Material:
==================================================
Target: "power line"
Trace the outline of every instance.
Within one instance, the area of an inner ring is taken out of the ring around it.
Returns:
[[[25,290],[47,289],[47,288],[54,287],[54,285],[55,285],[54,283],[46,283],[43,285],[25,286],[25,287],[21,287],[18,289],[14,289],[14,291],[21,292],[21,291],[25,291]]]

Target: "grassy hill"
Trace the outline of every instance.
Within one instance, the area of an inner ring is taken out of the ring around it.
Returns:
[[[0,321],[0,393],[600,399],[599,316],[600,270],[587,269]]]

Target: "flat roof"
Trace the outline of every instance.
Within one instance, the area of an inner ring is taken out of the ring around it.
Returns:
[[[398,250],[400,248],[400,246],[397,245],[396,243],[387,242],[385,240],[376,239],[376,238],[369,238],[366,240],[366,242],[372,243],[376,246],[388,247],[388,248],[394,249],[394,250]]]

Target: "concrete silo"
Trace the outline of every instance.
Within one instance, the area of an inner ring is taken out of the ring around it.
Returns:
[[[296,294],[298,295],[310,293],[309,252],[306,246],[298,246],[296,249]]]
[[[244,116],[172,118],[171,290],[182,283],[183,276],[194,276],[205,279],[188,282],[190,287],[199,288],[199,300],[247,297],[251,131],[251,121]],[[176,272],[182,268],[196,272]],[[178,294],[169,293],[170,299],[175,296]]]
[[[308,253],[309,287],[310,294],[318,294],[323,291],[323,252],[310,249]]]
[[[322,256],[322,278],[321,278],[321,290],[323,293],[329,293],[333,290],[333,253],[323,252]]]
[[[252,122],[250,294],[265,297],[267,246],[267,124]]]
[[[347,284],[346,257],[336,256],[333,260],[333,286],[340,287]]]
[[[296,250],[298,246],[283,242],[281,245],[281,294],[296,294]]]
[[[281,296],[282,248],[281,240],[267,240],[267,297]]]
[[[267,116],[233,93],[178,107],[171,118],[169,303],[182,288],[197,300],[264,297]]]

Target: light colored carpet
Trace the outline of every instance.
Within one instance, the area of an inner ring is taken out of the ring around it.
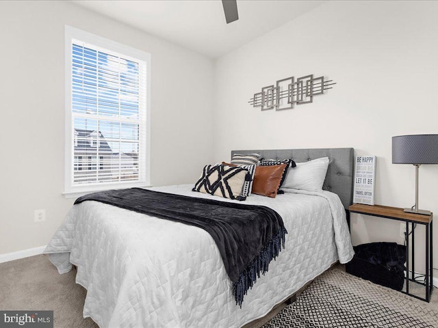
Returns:
[[[343,269],[342,266],[337,269]],[[0,309],[3,310],[53,310],[55,327],[98,328],[92,320],[82,318],[86,290],[75,282],[76,271],[60,275],[42,255],[0,264]],[[415,284],[409,285],[411,290]],[[423,286],[418,285],[422,290]],[[430,303],[412,298],[413,302],[438,312],[438,291]],[[245,326],[259,328],[287,306],[277,305],[265,317]]]
[[[55,327],[98,328],[82,317],[86,290],[76,270],[60,275],[43,255],[0,264],[0,309],[53,310]]]

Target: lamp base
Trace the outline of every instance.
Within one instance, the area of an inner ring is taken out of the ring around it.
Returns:
[[[430,215],[430,214],[431,214],[431,212],[430,210],[416,210],[415,208],[404,208],[403,210],[404,212],[407,212],[409,213],[422,214],[423,215]]]

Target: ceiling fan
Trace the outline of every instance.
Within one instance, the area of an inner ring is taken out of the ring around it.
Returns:
[[[222,5],[224,7],[227,24],[239,19],[237,0],[222,0]]]

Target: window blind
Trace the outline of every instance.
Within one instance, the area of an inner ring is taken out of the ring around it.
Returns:
[[[145,181],[146,63],[71,44],[71,186]]]

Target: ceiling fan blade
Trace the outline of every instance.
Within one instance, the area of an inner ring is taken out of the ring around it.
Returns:
[[[239,19],[237,0],[222,0],[227,24]]]

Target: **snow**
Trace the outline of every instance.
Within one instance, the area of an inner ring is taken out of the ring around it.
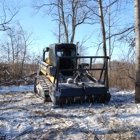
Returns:
[[[140,104],[134,91],[110,89],[108,104],[53,108],[33,85],[0,87],[0,139],[140,139]]]

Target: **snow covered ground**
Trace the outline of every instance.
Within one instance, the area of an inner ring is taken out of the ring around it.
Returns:
[[[31,86],[0,87],[0,140],[140,140],[134,91],[111,90],[108,104],[53,108]]]

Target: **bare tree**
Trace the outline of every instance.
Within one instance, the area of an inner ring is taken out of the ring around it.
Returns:
[[[86,7],[87,2],[89,0],[51,0],[48,3],[44,1],[36,1],[35,3],[33,1],[33,7],[37,11],[44,8],[45,15],[51,14],[53,20],[58,23],[58,42],[61,40],[61,42],[73,43],[76,28],[82,24],[89,23],[90,18],[92,18],[91,11]]]
[[[135,81],[135,101],[140,103],[140,1],[134,0],[135,14],[135,43],[136,43],[136,81]]]
[[[10,66],[13,78],[23,76],[25,65],[30,62],[29,50],[34,42],[32,35],[32,32],[25,31],[19,23],[16,28],[6,31],[6,39],[1,43],[0,49],[5,62]]]
[[[20,10],[13,1],[0,0],[0,31],[10,29],[10,24]]]

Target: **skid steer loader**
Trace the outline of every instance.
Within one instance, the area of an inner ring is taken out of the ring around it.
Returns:
[[[72,43],[52,44],[44,48],[43,60],[38,60],[35,94],[44,101],[52,101],[54,106],[109,102],[111,95],[106,82],[109,58],[79,56],[77,50]],[[94,67],[97,59],[103,59],[101,68]],[[93,76],[93,71],[100,73],[98,79]]]

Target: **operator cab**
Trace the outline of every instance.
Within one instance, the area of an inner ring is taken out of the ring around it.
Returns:
[[[60,57],[59,69],[76,69],[76,45],[72,43],[52,44],[43,50],[43,61],[49,66],[57,67],[57,57]],[[66,58],[66,57],[72,58]],[[63,58],[65,57],[65,58]],[[63,75],[73,75],[73,71],[62,71]]]
[[[76,58],[66,58],[67,56],[76,56],[76,47],[74,46],[61,46],[57,49],[57,56],[60,57],[60,69],[75,69],[76,68]],[[65,58],[61,58],[65,57]],[[73,71],[62,71],[63,75],[73,75]]]

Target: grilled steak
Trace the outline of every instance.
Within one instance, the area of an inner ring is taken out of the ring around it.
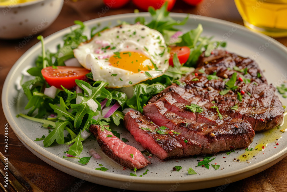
==================================================
Do this: Extract each line from the rows above that contains the word "ceiling", and copy it in full.

Result for this task:
Target: ceiling fan
Target: ceiling fan blade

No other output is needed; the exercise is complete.